Work instructions:
Copy out the data again, changing "Target" to "Object" everywhere and leaving everything else the same.

Dataset entries:
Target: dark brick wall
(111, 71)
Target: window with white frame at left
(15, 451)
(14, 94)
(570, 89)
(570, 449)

Full solution:
Object: dark brick wall
(111, 71)
Object: window with white frame at left
(15, 451)
(14, 94)
(570, 89)
(570, 449)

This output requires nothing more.